Rows from a dataset:

────────────────

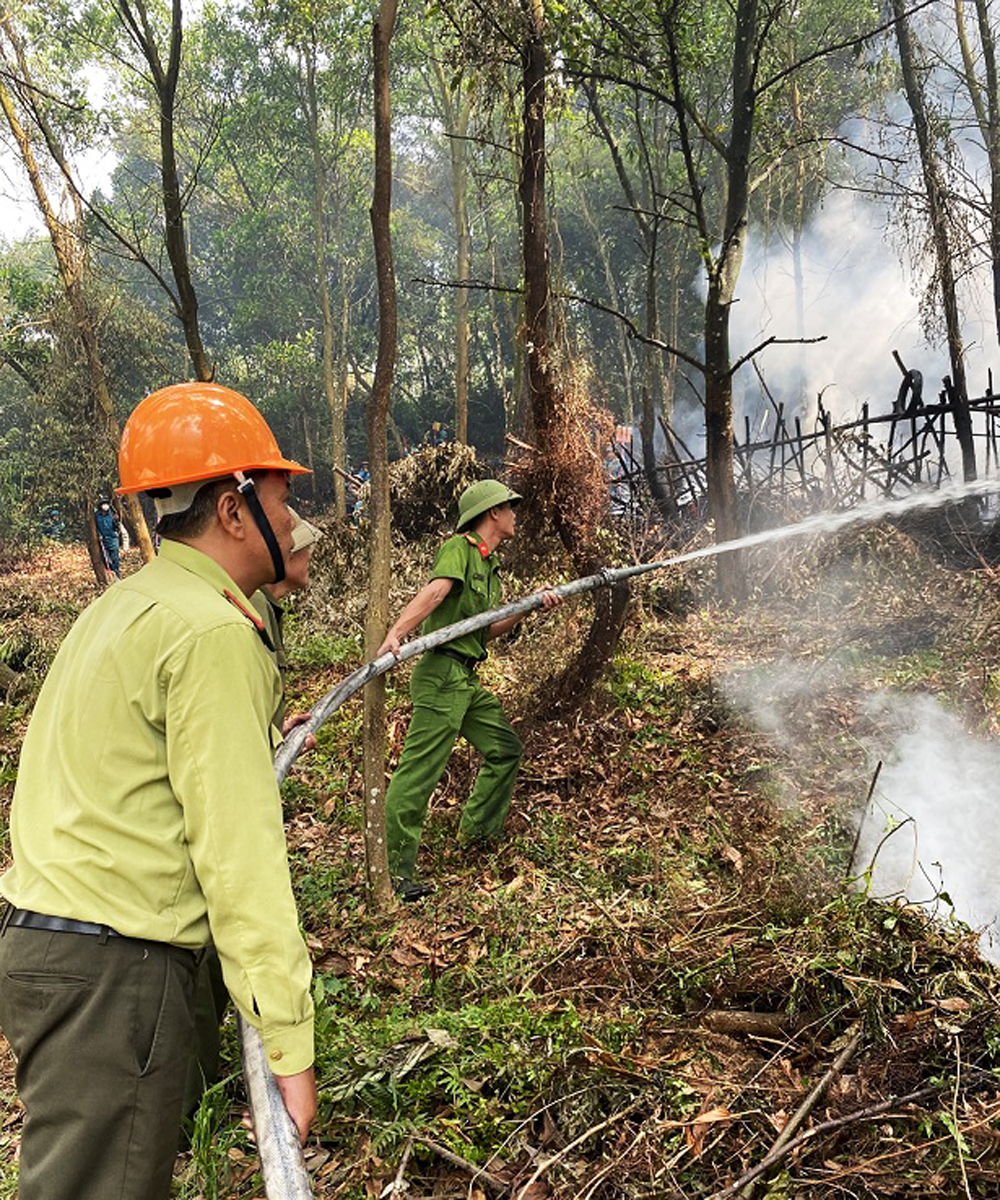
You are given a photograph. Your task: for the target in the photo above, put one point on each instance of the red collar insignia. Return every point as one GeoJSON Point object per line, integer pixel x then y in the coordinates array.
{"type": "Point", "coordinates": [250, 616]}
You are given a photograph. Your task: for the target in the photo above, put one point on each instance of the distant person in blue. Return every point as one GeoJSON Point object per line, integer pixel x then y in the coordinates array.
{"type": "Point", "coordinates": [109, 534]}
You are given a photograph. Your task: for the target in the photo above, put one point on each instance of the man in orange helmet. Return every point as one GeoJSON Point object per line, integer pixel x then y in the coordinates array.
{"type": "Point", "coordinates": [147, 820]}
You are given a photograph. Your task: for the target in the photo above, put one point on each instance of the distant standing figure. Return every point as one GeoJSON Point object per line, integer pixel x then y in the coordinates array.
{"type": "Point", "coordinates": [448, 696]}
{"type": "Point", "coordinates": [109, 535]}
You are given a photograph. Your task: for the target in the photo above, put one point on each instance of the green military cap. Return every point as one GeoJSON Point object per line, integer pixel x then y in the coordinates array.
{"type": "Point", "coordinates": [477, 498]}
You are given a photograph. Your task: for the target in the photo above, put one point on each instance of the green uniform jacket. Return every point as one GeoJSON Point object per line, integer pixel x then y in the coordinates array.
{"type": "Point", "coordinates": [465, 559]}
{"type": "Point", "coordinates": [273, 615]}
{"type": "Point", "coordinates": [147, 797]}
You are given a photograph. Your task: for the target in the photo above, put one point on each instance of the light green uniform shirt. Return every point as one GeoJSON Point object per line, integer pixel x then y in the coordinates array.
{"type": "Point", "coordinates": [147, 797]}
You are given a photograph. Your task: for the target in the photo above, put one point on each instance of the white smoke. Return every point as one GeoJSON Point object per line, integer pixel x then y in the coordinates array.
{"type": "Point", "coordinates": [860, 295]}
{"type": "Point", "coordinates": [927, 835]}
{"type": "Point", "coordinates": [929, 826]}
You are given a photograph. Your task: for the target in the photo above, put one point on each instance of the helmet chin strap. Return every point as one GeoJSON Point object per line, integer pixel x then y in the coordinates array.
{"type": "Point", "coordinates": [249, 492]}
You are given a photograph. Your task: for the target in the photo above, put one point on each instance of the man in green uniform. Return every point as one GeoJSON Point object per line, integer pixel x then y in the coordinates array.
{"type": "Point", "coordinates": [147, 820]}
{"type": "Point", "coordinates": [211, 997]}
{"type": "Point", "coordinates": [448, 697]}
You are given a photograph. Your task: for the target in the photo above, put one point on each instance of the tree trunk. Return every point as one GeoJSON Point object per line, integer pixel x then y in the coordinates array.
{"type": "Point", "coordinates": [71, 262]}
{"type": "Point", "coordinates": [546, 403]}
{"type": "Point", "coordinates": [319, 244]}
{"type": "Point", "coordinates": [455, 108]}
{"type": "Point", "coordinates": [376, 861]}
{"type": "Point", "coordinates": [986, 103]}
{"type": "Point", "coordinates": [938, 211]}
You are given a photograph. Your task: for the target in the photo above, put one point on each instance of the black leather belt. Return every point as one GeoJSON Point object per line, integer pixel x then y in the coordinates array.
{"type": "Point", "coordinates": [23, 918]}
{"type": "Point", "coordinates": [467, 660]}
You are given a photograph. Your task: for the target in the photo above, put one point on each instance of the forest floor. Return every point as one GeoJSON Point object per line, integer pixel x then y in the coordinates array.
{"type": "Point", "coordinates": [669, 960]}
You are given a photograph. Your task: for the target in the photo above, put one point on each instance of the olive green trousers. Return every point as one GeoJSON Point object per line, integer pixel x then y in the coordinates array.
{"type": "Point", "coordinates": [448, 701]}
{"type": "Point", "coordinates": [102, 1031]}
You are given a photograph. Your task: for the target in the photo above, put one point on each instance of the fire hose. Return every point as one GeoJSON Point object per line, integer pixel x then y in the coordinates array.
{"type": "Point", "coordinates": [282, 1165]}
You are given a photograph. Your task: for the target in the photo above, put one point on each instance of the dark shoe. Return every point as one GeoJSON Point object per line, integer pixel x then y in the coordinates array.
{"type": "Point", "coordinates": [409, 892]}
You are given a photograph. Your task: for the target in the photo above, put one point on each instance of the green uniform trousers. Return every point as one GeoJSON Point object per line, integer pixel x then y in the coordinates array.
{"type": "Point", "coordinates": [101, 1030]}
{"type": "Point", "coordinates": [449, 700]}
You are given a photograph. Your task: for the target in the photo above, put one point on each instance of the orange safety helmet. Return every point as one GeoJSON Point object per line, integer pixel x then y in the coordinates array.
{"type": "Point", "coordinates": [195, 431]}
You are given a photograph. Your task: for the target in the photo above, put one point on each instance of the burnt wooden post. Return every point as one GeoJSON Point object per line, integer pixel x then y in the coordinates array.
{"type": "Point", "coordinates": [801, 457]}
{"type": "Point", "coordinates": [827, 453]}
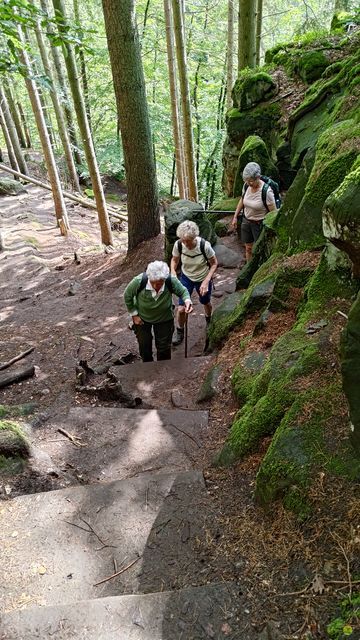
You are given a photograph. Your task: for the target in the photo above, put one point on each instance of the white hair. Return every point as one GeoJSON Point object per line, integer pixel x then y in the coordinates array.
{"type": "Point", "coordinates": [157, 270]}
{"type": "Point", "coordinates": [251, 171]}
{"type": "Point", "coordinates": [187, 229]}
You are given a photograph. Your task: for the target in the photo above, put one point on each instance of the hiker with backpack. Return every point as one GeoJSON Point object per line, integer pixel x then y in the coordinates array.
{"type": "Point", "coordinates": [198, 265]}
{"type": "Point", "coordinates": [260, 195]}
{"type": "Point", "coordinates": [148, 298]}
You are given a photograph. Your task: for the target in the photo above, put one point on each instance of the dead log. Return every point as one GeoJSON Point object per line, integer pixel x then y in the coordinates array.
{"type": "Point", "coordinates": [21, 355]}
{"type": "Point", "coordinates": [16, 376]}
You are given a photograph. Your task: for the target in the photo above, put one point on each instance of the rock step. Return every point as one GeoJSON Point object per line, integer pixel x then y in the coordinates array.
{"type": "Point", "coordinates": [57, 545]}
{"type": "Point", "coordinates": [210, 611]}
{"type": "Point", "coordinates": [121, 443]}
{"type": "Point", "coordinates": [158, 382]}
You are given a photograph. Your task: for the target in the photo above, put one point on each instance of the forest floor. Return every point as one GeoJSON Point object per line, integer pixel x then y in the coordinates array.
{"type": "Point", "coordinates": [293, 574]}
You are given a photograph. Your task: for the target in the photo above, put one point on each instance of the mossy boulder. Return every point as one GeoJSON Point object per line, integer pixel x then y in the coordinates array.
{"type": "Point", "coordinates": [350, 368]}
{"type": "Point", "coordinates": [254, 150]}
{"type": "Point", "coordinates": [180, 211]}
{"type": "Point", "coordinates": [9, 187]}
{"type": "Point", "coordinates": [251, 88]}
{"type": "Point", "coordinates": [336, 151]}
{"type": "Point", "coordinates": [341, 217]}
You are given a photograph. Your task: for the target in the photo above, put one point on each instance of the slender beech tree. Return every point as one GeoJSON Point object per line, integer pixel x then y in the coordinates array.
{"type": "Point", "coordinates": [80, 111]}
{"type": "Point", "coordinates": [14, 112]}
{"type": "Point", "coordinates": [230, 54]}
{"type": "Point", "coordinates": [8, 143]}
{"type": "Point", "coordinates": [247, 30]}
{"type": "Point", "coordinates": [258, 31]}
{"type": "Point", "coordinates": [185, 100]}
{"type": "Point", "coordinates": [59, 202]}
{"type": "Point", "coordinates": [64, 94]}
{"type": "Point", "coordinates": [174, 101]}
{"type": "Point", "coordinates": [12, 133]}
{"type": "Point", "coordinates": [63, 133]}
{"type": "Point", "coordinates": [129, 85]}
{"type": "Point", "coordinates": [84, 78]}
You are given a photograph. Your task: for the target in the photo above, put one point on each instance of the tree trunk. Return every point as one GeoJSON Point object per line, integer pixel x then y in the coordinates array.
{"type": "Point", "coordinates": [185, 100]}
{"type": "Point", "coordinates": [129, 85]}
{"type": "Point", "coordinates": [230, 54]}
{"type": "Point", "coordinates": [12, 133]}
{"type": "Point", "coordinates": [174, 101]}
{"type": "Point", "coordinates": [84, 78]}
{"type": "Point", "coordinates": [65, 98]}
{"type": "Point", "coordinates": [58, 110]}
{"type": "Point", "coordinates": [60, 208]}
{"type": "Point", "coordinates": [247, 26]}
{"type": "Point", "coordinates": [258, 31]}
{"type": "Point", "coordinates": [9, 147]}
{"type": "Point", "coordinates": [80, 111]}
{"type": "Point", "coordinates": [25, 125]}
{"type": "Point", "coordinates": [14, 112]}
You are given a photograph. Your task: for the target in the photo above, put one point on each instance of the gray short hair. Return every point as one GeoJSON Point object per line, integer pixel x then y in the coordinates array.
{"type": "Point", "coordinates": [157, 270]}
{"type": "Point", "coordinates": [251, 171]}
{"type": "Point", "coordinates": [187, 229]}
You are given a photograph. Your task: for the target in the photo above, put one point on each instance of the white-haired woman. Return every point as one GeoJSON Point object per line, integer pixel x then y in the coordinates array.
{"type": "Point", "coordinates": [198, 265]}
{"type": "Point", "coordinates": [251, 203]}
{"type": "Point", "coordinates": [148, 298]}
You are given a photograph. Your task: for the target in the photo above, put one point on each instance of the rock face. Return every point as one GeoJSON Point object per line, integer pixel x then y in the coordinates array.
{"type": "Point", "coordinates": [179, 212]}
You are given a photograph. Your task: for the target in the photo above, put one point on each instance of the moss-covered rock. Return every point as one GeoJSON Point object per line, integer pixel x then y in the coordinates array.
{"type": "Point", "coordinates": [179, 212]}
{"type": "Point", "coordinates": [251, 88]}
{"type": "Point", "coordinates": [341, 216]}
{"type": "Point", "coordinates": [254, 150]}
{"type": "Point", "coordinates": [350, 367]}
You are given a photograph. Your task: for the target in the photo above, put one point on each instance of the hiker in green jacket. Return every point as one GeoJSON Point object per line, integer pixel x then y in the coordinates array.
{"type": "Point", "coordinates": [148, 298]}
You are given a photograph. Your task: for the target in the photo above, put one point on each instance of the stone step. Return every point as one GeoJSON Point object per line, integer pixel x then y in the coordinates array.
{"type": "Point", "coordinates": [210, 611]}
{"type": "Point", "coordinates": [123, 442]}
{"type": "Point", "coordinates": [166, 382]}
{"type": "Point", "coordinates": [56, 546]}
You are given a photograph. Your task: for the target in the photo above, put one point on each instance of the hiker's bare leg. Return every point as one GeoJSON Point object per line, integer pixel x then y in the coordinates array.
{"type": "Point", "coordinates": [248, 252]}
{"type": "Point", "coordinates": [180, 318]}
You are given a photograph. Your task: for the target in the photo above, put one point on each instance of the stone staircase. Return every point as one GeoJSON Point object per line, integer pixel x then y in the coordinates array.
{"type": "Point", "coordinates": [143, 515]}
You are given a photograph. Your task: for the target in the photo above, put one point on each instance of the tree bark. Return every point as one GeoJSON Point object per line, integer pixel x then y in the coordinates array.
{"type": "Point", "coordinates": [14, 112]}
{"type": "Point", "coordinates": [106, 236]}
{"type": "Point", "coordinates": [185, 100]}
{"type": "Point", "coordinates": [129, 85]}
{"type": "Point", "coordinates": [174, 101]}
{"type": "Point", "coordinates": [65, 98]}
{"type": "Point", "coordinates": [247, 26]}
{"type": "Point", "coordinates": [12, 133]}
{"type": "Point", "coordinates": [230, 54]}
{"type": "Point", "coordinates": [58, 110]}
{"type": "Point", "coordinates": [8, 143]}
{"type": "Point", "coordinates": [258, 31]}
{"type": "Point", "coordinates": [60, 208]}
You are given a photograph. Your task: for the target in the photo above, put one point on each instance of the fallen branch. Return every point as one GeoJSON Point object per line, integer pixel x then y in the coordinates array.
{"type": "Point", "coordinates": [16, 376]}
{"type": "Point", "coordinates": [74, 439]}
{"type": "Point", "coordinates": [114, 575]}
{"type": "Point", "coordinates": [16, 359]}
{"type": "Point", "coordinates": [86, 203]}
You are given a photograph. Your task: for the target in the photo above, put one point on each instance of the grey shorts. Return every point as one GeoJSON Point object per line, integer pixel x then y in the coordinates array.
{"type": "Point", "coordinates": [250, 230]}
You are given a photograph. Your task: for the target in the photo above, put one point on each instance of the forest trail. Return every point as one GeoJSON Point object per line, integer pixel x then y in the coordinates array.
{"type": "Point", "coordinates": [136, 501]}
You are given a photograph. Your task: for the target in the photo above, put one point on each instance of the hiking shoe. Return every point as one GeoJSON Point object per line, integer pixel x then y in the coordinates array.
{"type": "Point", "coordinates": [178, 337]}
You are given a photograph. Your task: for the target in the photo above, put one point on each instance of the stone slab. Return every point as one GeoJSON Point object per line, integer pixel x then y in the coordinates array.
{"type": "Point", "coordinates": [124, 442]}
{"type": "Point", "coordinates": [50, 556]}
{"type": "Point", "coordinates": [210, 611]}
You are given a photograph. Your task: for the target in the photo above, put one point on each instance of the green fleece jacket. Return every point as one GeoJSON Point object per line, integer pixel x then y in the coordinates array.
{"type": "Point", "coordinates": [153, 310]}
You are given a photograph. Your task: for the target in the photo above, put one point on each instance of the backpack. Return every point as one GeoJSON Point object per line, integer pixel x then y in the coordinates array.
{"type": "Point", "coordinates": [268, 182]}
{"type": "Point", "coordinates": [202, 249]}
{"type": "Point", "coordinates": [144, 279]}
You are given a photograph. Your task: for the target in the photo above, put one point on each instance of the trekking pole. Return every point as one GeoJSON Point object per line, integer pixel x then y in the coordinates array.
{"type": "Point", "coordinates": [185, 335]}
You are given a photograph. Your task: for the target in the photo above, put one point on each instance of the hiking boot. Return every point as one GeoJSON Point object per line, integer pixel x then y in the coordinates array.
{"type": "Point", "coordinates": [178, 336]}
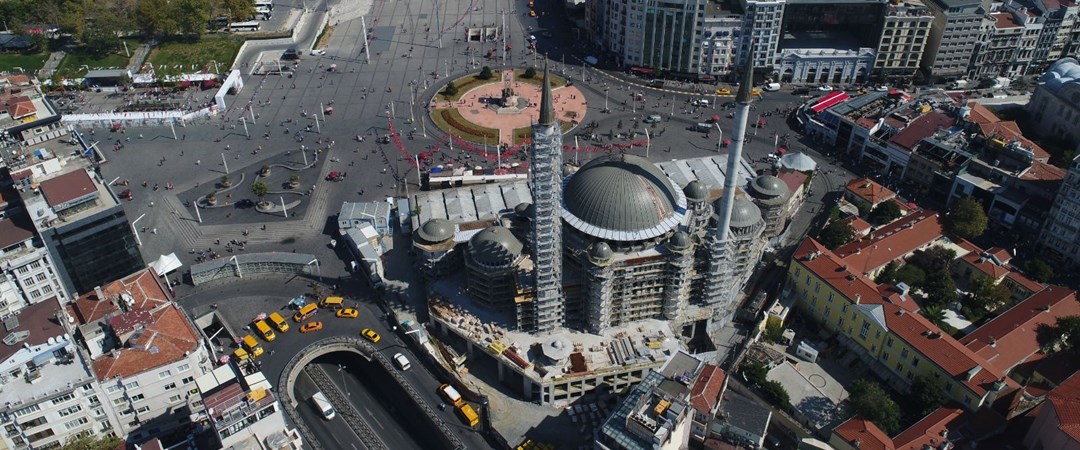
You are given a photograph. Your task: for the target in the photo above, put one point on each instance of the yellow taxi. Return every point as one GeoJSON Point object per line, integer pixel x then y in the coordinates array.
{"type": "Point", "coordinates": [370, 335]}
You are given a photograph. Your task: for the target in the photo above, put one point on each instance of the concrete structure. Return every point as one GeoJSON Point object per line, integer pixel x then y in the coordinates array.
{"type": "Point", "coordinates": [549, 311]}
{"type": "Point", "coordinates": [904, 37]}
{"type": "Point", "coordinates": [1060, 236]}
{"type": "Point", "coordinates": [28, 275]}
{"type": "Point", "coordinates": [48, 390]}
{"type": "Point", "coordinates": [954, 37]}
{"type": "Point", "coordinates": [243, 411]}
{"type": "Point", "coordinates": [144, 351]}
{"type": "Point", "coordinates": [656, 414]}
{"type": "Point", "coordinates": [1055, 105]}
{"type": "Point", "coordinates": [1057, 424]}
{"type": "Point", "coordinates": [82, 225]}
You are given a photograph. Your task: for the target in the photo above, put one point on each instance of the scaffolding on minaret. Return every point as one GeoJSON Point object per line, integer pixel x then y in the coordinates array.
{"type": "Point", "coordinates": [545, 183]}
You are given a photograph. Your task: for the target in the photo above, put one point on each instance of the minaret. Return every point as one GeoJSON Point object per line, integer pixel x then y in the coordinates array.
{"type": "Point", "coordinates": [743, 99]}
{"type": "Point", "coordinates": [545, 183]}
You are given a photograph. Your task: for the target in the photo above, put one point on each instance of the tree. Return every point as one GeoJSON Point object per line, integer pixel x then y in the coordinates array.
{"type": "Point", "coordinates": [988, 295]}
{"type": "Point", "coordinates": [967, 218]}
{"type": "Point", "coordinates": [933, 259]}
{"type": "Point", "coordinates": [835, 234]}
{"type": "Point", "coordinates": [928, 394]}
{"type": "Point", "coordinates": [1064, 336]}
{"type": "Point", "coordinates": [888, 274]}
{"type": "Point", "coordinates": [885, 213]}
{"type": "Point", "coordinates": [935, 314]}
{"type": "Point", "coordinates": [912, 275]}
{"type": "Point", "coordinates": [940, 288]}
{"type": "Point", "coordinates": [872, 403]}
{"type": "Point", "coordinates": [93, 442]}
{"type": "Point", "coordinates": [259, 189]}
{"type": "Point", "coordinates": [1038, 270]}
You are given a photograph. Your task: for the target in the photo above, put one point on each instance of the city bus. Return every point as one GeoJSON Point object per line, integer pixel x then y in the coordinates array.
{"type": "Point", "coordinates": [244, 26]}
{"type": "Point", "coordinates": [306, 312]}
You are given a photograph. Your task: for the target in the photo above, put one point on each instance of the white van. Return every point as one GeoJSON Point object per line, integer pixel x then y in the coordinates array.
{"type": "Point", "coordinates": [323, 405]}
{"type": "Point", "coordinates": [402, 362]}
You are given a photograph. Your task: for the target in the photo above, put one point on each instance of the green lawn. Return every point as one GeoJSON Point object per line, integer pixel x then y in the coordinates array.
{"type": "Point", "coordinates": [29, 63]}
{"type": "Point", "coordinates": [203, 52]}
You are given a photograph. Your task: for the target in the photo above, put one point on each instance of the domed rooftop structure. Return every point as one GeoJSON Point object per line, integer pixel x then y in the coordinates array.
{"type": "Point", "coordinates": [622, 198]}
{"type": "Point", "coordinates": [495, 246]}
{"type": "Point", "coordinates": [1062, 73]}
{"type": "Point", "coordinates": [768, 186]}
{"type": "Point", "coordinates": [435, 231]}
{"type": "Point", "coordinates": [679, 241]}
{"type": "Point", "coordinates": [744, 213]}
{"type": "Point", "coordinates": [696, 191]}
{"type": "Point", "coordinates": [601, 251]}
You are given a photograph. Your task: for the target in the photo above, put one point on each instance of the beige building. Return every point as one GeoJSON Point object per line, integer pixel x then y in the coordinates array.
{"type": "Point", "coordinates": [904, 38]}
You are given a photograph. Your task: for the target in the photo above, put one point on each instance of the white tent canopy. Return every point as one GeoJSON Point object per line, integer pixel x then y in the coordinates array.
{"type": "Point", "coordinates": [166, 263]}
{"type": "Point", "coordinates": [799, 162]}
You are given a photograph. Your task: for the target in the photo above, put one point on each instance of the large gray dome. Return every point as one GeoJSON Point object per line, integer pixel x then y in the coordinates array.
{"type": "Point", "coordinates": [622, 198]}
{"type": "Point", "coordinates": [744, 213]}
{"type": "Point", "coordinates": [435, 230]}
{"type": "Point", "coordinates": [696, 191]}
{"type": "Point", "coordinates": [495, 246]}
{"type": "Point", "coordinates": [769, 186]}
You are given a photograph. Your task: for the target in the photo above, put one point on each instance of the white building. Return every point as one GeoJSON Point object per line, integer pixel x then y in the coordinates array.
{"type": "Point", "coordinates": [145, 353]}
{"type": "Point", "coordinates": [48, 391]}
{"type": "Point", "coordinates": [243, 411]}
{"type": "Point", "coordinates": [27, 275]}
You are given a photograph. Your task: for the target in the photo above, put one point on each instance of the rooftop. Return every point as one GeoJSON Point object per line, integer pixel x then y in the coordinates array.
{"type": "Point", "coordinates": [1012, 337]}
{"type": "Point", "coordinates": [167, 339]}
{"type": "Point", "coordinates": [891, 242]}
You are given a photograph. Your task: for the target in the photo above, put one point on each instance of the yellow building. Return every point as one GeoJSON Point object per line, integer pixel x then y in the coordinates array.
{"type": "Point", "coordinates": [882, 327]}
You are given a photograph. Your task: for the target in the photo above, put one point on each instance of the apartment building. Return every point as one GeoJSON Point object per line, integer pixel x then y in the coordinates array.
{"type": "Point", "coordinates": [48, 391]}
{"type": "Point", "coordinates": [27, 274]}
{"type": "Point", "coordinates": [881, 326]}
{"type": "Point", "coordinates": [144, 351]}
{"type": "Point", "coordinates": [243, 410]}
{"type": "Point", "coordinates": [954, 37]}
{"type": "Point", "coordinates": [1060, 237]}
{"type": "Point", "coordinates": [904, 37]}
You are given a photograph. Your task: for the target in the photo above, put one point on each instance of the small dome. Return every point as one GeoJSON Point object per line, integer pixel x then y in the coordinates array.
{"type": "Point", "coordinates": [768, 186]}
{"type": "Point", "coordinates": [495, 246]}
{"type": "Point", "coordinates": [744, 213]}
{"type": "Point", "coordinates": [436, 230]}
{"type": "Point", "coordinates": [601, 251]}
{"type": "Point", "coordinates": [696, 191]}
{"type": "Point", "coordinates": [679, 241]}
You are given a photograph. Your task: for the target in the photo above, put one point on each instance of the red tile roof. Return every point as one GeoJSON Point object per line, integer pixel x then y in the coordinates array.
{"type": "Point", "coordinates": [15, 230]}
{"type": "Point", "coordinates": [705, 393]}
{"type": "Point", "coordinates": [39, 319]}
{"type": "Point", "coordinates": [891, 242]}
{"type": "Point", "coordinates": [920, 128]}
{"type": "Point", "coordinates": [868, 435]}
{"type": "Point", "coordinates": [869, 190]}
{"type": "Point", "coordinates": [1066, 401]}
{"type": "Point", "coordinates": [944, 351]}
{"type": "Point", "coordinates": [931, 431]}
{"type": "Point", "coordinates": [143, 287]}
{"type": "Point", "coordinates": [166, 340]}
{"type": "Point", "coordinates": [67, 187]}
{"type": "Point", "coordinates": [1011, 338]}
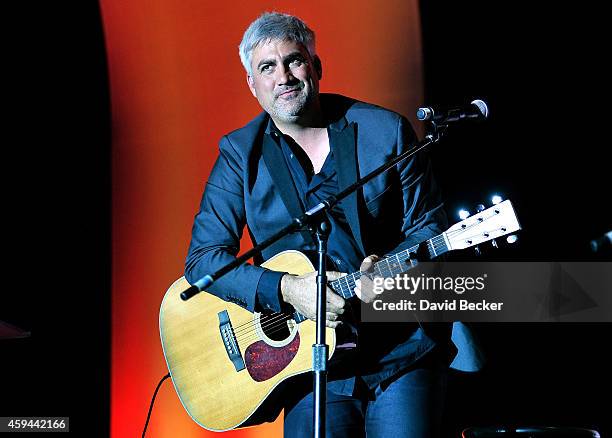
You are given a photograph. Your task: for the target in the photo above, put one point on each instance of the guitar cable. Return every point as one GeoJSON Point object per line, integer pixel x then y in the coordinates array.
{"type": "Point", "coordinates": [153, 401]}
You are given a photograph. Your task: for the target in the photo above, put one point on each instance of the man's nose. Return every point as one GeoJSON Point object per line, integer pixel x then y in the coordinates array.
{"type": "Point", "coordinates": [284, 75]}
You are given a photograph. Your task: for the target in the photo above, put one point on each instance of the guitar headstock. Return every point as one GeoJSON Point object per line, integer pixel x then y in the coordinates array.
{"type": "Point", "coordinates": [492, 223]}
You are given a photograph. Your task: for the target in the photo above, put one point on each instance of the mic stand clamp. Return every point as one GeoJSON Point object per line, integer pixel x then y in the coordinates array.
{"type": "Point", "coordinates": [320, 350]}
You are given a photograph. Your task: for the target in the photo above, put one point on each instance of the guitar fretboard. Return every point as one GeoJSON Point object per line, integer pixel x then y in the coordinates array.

────────────────

**Task prompt**:
With both ends included, please retype exactly the lines from the line containing "the guitar cable." to the final line of the data.

**Result below**:
You are given a photograph. Your task: for the target in the photo above, put one point on each instance of the guitar cable. Return every point as one GeoJSON Point object per line, integer pixel x then y in the coordinates array.
{"type": "Point", "coordinates": [153, 401]}
You are given a photograph. Your task: for the target in the photo above, put one point on each instance of the man's nose. Return every point as one GeoJSON Point object per line, integer pixel x then y in the coordinates array.
{"type": "Point", "coordinates": [284, 75]}
You are given a photograph. Your task: for the target in the photo above, put one point on each instance of the guitar headstock. Return every point as one GeoJSON Point object per line, integer pixel x then y in the coordinates array.
{"type": "Point", "coordinates": [492, 223]}
You are given a photograph. Your task: for the target in the photo above, put one point on each instance of the mic stand clamp. Return every point as one GeoJSON Point object per line, integer pixel x then y in the coordinates array.
{"type": "Point", "coordinates": [320, 350]}
You are given a photograph. Your task: for the target in the photo above, put one point on each instance of the guitar fretboard. Return every point as one GeoJSON Point object per line, integer pixel x then y in the coordinates array.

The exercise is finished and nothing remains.